From the Cluster Autoscaler text, output word for word the portion that starts at the words "11.8 Cluster Autoscaler: Adding" and stops after the words "run at all.".

## TEXT PROVIDED
------------------------------------------------------------

11.8 Cluster Autoscaler: Adding and Removing Nodes

Right, so you’ve got your pods scaling horizontally like a well-rehearsed flash mob. But what happens when the entire party runs out of room? That’s where the Cluster Autoscaler (CA) comes in. Think of it as the pragmatic bouncer for your Kubernetes nightclub. HPA and VPA handle the guest list (pods), but when the club is at capacity, the CA is the one who calls the building manager to add a new floor or, when things quiet down, tells the unused floors they can go home. It doesn’t care about CPU or memory inside your pods; it cares about whether there’s space for pods to run at all.

Its entire job is brutally simple: it watches for pods that are stuck in a Pending state because of failed scheduling—specifically, failures due to insufficient CPU, memory, GPU, or other resources on any existing node. When it sees that, it signals your cloud provider’s API to add a node to the cluster. Conversely, it also constantly checks if nodes are underutilized and can have all their pods be easily moved to other nodes (a process called eviction). If so, it cordons and drains the node and then tells the cloud provider to terminate it.

The Gory Details of How It Works

It’s not magic; it’s a loop. The CA checks the state of the world every few seconds (configurable, but don’t touch it). It looks for any unschedulable pods. The key here is that it only acts if the pod’s failure is due to insufficient resources. If your pod is Pending because you tried to mount a non-existent PersistentVolumeClaim, the CA wisely stays out of it. That’s your problem to fix.

Once it identifies a need, it doesn’t just add one node. It evaluates the entire pending set and calculates the most efficient combination of node types (from your pre-defined list of node groups) to satisfy all the requests. It then scales up the node group(s), and the Kubernetes scheduler, which is also constantly running, will see the new capacity and schedule the pods onto it. The whole process, from pod going Pending to it running on a new node, can take a few minutes. This isn’t an SSD; it’s spinning up entire virtual machines. Patience.

Here’s the thing everyone gets wrong: the CA doesn’t schedule pods. It provides raw capacity. The kube-scheduler is the one who actually places pods on nodes. The CA just makes sure the scheduler has options.

Configuring This Beast Correctly

You don’t just turn it on; you give it rules of engagement. This is done by defining node groups (in cloud-specific ways). For example, on AWS using EKS, you’d manage this through an ASG or, preferably, a Managed Node Group. The CA needs to know the minimum and maximum size of each node group it’s allowed to manipulate.

------------------------------------------------------------

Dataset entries
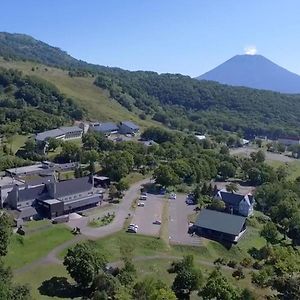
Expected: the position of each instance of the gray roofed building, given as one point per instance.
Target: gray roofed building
(54, 133)
(237, 203)
(107, 127)
(26, 212)
(54, 199)
(74, 186)
(69, 129)
(64, 133)
(220, 225)
(93, 199)
(128, 127)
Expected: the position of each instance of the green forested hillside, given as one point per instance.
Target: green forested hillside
(30, 104)
(182, 102)
(177, 101)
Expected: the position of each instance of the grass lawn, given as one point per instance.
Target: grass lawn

------------------------------------------------------------

## WRITTEN REPLY
11.8 Cluster Autoscaler: Adding and Removing Nodes

Right, so you’ve got your pods scaling horizontally like a well-rehearsed flash mob. But what happens when the entire party runs out of room? That’s where the Cluster Autoscaler (CA) comes in. Think of it as the pragmatic bouncer for your Kubernetes nightclub. HPA and VPA handle the guest list (pods), but when the club is at capacity, the CA is the one who calls the building manager to add a new floor or, when things quiet down, tells the unused floors they can go home. It doesn’t care about CPU or memory inside your pods; it cares about whether there’s space for pods to run at all.